AMFormer

A token-based method which improves the transformer architecture for tabular data by incorporating parallel addition and multiplication attention mechanisms, utilizing prompt tokens to constrain feature interactions.

Functions

class GEGLU(nn.Module)

GEGLU (Gated Exponential Linear Unit) activation function.

Input:

x (Tensor) - Input tensor.

Output:

Tensor - GEGLU output.

def FeedForward(dim, mult=4, dropout=0.)

Creates a feedforward network with GEGLU activation.

Parameters:

dim (int) - Input/output dimension.
mult (int, optional, Default is 4) - Multiplier for hidden dimension.
dropout (float, optional, Default is 0.) - Dropout rate.

Returns:

nn.Sequential - Feedforward network.

class Attention(nn.Module)

Multi-head attention mechanism.

Parameters:

heads (int, optional, Default is 8) - Number of attention heads.
dim (int, optional, Default is 64) - Input dimension.
dropout (float, optional, Default is 0.) - Dropout rate.

---

→ **Stated exercise**
Copy the AMFormer documentation above word for word, from its heading through the final parameter line.

→ **Record list**
---

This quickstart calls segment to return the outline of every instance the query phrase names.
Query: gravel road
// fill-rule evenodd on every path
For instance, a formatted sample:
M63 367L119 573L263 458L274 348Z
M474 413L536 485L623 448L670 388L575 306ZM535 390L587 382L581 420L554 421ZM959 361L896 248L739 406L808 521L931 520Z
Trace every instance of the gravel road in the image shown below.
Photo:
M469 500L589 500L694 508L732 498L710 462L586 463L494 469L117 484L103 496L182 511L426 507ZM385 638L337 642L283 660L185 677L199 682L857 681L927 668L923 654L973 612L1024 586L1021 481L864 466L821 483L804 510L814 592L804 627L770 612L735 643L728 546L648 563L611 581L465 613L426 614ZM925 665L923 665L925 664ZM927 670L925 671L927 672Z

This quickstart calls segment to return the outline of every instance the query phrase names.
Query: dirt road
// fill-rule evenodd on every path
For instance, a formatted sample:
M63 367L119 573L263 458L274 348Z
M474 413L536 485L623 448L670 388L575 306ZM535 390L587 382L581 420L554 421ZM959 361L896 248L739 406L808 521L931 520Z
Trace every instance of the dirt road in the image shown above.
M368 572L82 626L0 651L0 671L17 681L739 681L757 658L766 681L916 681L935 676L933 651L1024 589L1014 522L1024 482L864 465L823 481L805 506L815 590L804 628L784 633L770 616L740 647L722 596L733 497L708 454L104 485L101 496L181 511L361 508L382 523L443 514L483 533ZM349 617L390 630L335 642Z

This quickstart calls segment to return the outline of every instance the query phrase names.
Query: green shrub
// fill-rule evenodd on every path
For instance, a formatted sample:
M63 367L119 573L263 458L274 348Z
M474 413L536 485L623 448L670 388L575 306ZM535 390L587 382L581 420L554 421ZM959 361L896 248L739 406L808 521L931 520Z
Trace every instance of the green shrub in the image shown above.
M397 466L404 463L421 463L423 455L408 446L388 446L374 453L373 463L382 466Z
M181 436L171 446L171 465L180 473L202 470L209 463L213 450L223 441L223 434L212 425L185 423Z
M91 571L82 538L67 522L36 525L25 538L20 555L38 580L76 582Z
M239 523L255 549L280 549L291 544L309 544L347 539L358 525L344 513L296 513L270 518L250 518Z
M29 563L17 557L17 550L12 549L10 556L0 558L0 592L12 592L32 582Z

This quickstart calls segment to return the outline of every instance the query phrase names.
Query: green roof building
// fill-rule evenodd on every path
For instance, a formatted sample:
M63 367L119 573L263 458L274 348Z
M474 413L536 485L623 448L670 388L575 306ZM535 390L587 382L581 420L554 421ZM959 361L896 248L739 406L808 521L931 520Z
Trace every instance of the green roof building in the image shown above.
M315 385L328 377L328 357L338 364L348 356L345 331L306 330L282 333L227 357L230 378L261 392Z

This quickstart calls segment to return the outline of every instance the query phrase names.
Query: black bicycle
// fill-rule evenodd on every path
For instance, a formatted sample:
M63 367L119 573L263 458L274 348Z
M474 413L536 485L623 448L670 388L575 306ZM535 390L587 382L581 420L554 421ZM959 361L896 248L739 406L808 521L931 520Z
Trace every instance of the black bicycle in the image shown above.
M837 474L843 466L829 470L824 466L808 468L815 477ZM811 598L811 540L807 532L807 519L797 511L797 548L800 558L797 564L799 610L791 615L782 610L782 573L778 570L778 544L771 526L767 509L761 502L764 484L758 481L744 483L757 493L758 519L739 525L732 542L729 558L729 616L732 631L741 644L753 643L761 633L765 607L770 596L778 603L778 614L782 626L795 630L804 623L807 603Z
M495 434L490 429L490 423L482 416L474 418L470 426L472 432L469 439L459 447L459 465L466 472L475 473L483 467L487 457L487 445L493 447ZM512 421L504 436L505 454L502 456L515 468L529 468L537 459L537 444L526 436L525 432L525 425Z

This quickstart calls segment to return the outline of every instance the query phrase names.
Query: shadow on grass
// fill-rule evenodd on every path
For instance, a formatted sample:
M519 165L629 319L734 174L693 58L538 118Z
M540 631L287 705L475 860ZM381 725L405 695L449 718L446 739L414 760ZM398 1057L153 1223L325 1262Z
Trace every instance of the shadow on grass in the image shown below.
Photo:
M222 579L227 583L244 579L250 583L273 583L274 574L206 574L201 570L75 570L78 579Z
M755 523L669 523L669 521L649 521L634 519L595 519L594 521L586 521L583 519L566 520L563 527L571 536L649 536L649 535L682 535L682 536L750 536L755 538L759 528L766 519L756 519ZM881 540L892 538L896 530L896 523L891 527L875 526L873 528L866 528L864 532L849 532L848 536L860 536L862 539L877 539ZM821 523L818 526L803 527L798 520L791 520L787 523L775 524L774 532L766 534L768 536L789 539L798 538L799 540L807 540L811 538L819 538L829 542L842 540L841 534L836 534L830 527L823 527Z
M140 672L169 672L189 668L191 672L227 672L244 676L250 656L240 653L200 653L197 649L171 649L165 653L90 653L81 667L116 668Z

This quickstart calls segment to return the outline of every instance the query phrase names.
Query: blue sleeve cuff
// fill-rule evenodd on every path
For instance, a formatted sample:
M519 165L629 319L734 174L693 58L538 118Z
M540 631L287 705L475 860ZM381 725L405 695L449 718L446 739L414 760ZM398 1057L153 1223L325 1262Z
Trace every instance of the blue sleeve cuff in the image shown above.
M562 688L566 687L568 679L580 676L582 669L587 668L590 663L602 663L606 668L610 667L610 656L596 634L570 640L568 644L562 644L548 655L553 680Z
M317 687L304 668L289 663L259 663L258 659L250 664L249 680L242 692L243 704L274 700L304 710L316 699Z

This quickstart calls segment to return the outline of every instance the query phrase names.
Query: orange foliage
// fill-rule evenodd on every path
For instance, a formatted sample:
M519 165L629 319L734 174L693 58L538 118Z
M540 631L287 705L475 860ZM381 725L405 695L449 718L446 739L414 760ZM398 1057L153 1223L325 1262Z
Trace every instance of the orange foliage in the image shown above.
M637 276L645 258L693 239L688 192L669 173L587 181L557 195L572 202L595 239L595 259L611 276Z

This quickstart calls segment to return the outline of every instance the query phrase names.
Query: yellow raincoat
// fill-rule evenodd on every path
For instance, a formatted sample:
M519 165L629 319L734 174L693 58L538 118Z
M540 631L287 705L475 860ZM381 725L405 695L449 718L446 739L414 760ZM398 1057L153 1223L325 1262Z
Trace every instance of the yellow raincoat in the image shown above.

---

→ **Response**
AMFormer

A token-based method which improves the transformer architecture for tabular data by incorporating parallel addition and multiplication attention mechanisms, utilizing prompt tokens to constrain feature interactions.

Functions

class GEGLU(nn.Module)

GEGLU (Gated Exponential Linear Unit) activation function.

Input:

x (Tensor) - Input tensor.

Output:

Tensor - GEGLU output.

def FeedForward(dim, mult=4, dropout=0.)

Creates a feedforward network with GEGLU activation.

Parameters:

dim (int) - Input/output dimension.
mult (int, optional, Default is 4) - Multiplier for hidden dimension.
dropout (float, optional, Default is 0.) - Dropout rate.

Returns:

nn.Sequential - Feedforward network.

class Attention(nn.Module)

Multi-head attention mechanism.

Parameters:

heads (int, optional, Default is 8) - Number of attention heads.
dim (int, optional, Default is 64) - Input dimension.
dropout (float, optional, Default is 0.) - Dropout rate.